Using the equation labels in the laboratory procedure, which of the following illustrates the correct calculation for ΔH₄?

(1) C(s) + 1/2O2(g) → CO(g) ∆H1 = ?

(2) C(s) + O2(g) → CO2(g) ∆H2 = -395.7 kJ/mol  

(3) CO(g) + 1/2O2(g) → CO2(g) ∆H3 = -283.2 kJ/mol

 

Summing reactions appropriately to determine ∆H1:

 

C(s) + O2(g) → CO2(g) ∆H2 = -395.7 kJ/mol (Reaction 2)

 

CO2(g) → CO(g) + 1/2O2(g) (-∆H3) = 283.2 kJ/mol (reverse of 3)

Sum: C(s) + 1/2O2 → CO(g) -395.7 + 283.2 = -112.5 kJ/mol

 

Determination of the Enthalpy of Sublimation and Decomposition of NH4Cl

In the laboratory experiment today, the heat of sublimation and decomposition of NH4Cl(s) will be determined. The process is represented by Equation 4.

**Dataset records:**

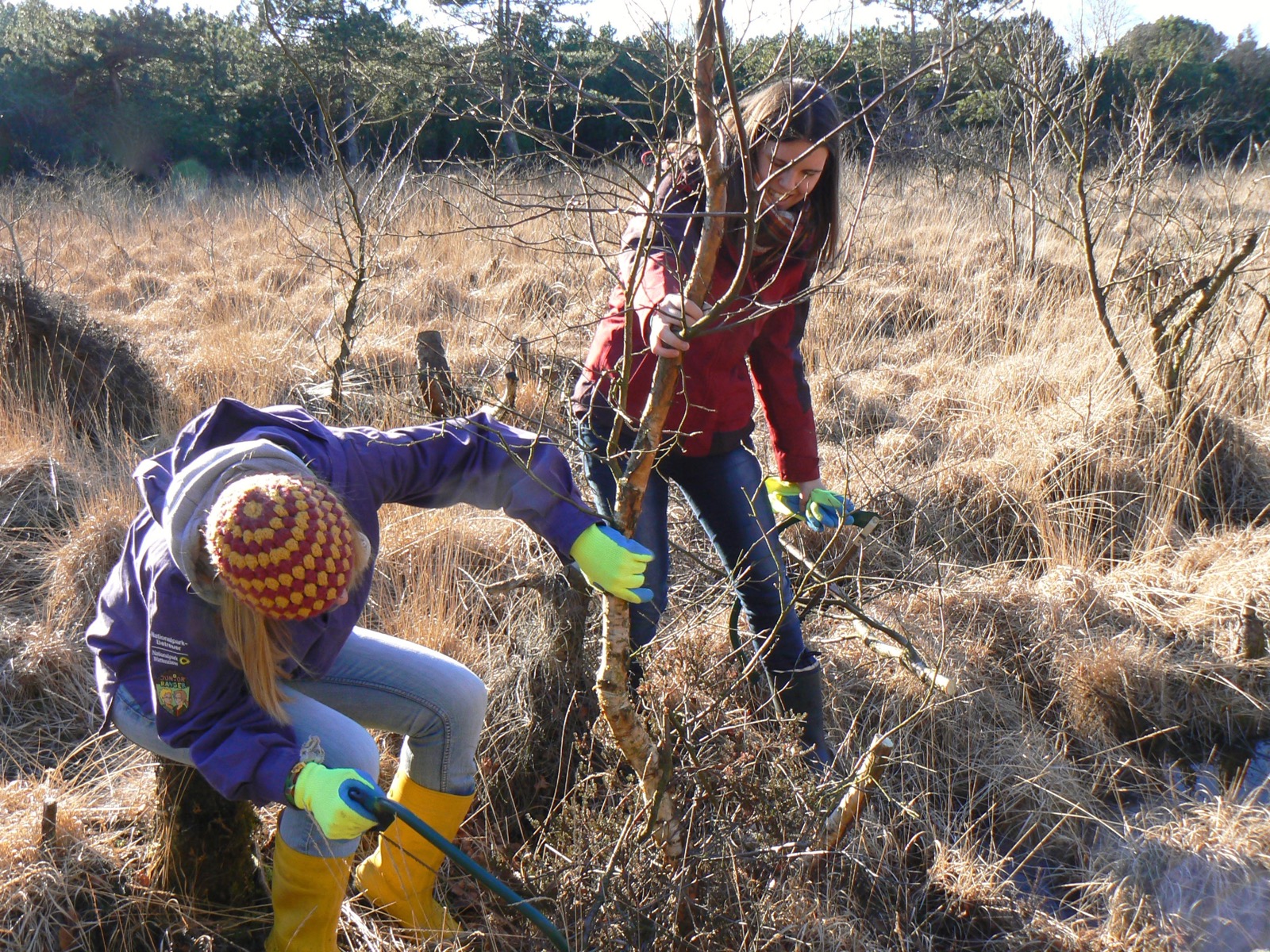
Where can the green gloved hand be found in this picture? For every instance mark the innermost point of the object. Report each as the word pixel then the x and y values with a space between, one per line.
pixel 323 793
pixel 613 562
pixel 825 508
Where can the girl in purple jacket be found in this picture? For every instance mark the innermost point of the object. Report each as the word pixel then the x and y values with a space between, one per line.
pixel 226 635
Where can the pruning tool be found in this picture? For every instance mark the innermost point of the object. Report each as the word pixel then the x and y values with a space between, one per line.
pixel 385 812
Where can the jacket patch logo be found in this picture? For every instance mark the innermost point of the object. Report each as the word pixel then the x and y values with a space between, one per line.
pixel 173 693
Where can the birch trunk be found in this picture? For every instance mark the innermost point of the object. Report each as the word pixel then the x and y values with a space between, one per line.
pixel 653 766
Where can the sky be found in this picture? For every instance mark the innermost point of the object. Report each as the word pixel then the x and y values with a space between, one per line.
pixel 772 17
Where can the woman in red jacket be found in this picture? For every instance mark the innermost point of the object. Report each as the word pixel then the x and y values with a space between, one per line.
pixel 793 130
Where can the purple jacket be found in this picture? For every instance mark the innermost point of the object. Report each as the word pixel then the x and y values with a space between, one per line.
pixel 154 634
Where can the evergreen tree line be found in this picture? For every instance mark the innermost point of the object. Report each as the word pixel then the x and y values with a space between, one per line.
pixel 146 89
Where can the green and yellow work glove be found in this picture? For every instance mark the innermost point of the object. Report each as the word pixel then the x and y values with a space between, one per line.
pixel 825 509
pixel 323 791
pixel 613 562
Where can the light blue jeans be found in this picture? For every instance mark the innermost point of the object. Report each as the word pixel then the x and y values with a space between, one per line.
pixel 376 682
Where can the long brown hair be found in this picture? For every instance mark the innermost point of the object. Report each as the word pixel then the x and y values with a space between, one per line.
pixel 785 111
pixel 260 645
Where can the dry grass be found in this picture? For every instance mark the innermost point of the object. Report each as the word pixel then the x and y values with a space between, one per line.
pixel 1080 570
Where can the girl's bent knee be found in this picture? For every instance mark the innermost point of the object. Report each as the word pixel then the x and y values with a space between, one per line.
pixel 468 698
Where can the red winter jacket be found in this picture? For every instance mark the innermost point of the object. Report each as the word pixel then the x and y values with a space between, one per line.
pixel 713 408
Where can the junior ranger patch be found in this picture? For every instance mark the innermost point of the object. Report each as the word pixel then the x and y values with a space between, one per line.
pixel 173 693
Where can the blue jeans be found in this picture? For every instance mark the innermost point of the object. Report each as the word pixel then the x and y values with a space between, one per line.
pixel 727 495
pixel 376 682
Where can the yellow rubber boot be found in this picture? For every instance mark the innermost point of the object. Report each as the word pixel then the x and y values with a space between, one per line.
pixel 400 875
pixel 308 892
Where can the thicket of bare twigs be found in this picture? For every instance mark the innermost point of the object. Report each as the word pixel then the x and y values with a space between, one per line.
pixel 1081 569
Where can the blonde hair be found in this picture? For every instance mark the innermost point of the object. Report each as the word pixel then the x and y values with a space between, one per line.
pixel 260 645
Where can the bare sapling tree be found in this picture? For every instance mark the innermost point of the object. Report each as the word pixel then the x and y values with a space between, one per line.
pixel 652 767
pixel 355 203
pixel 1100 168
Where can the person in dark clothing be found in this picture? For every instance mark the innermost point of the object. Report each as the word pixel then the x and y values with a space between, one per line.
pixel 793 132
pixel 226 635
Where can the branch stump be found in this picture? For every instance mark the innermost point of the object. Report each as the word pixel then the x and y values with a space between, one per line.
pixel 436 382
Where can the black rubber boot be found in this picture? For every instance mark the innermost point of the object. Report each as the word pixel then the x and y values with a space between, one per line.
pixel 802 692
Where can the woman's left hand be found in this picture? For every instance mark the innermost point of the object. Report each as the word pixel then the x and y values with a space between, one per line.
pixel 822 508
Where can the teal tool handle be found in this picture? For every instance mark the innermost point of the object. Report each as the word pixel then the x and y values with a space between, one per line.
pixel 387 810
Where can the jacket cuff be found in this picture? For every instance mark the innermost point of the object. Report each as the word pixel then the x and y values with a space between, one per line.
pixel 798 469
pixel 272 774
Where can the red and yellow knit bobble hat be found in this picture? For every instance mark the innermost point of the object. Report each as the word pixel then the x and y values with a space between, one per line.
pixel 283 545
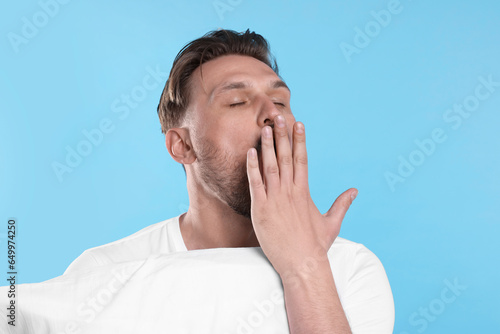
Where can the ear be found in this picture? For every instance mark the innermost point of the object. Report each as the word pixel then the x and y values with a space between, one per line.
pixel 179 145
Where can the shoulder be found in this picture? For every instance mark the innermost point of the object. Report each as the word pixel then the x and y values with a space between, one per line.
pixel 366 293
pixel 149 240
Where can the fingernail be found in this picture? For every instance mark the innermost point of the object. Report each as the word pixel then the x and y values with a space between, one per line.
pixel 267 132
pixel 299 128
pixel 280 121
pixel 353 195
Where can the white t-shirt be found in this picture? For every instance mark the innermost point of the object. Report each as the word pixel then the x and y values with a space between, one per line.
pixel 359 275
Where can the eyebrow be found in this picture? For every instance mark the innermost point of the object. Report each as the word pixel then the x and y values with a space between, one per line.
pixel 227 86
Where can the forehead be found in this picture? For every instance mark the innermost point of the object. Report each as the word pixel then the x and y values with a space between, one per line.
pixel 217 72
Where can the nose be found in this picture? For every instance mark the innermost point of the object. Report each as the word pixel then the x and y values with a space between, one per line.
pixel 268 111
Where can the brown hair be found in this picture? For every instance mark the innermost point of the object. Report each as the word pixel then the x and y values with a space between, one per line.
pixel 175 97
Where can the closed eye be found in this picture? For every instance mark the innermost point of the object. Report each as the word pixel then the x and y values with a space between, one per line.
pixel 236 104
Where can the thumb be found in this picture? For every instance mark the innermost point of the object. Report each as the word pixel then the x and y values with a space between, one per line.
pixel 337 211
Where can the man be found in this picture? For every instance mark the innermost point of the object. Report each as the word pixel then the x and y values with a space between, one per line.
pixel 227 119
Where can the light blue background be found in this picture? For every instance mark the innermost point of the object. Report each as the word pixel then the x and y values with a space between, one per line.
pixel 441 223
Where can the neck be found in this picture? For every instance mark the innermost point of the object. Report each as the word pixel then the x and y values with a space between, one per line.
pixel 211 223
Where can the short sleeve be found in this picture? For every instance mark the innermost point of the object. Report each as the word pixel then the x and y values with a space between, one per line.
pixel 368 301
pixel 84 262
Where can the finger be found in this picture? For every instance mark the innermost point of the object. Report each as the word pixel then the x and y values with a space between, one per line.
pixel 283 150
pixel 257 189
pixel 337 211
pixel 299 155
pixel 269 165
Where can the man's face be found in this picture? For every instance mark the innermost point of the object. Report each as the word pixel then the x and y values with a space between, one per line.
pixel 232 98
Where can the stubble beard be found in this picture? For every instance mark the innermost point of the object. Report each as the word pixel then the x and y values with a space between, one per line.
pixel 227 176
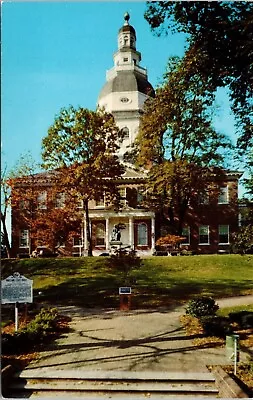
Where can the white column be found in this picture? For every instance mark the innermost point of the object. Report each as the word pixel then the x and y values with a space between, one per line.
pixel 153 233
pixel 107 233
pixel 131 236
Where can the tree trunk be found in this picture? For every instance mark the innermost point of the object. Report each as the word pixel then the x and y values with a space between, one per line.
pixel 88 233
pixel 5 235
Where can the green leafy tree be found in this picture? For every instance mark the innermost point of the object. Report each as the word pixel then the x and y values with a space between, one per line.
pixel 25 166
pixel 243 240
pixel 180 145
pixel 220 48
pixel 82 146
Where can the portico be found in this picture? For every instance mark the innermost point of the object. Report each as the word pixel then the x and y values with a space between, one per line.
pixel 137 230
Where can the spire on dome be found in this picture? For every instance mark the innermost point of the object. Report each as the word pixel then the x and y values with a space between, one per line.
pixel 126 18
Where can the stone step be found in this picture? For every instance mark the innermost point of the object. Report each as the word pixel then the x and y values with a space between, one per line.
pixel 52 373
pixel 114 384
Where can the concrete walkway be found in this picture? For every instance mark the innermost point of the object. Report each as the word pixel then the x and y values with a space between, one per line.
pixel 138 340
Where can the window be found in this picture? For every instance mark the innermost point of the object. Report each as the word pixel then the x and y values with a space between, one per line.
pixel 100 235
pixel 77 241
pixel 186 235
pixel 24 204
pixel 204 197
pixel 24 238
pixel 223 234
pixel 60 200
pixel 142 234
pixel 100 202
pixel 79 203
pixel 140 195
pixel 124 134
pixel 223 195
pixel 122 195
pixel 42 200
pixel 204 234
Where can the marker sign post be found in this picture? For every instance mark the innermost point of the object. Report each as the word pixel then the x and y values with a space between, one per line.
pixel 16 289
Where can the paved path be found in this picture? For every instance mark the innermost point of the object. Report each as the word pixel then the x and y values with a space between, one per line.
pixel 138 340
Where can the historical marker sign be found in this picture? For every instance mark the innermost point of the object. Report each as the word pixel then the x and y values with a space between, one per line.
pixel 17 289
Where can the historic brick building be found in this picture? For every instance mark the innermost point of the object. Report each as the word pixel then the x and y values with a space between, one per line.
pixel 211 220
==
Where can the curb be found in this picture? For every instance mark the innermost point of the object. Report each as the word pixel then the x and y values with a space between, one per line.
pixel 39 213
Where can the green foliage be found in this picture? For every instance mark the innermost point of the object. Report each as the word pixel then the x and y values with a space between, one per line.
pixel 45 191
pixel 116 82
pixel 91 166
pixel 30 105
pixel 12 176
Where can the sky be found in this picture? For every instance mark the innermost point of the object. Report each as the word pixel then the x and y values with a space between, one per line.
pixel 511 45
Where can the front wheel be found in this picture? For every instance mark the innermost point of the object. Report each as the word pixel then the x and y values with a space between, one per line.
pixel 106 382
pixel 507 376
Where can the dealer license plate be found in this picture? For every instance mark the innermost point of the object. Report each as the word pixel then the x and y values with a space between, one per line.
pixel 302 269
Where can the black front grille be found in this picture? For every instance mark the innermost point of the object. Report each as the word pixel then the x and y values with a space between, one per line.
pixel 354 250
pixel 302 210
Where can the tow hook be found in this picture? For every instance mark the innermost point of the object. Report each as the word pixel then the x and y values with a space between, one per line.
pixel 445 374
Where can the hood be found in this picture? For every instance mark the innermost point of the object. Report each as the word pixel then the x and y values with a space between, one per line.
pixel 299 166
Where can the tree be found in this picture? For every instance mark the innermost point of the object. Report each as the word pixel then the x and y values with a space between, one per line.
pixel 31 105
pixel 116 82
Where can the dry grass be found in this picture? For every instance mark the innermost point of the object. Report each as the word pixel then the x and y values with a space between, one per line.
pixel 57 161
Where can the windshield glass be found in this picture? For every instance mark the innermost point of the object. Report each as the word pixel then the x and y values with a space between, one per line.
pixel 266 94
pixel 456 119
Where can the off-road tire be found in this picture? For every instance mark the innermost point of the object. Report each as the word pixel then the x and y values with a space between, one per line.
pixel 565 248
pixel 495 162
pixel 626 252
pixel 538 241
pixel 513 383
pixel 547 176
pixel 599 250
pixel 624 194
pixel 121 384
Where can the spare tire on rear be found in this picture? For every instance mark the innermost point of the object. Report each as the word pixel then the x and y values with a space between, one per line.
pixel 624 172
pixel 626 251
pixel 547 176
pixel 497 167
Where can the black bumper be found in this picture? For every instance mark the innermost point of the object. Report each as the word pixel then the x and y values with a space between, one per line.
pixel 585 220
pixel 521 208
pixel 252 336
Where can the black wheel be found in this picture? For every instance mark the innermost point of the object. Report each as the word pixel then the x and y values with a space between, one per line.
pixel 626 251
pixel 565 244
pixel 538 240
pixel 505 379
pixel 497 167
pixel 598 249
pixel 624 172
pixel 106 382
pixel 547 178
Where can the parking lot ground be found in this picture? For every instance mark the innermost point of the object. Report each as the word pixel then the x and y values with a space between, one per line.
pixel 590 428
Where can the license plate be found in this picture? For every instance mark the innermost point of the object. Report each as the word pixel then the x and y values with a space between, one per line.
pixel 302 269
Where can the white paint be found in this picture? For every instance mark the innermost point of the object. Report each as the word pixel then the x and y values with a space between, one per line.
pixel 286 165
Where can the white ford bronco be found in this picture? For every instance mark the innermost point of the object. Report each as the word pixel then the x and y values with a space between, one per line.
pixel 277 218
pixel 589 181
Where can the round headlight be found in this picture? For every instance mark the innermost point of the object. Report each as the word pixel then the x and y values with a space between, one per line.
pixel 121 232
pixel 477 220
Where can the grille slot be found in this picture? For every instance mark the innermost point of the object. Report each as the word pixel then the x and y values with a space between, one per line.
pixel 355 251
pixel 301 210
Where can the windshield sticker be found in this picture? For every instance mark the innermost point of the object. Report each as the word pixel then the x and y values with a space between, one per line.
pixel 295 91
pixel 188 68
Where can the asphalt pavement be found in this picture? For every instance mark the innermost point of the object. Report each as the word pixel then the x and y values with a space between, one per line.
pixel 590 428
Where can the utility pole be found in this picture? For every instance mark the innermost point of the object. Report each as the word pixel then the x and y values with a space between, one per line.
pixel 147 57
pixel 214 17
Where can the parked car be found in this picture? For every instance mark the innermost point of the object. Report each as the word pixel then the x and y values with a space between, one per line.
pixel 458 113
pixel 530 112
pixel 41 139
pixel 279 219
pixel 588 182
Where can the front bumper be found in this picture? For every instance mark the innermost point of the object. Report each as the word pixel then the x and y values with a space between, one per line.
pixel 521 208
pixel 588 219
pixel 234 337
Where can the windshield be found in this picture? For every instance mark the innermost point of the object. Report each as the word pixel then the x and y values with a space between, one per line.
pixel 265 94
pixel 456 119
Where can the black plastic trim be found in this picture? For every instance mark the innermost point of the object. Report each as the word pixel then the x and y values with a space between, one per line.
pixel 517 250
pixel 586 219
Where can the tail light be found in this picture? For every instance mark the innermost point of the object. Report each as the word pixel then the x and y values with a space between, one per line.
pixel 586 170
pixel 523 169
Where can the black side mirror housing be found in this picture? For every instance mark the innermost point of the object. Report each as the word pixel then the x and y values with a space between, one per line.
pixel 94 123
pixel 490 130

**Aim:**
Repeat everything in the enthalpy text from "Summing reactions appropriately" down to "(reverse of 3)", word for word.

**Solution:**
Summing reactions appropriately to determine ∆H1:

 

C(s) + O2(g) → CO2(g) ∆H2 = -395.7 kJ/mol (Reaction 2)

 

CO2(g) → CO(g) + 1/2O2(g) (-∆H3) = 283.2 kJ/mol (reverse of 3)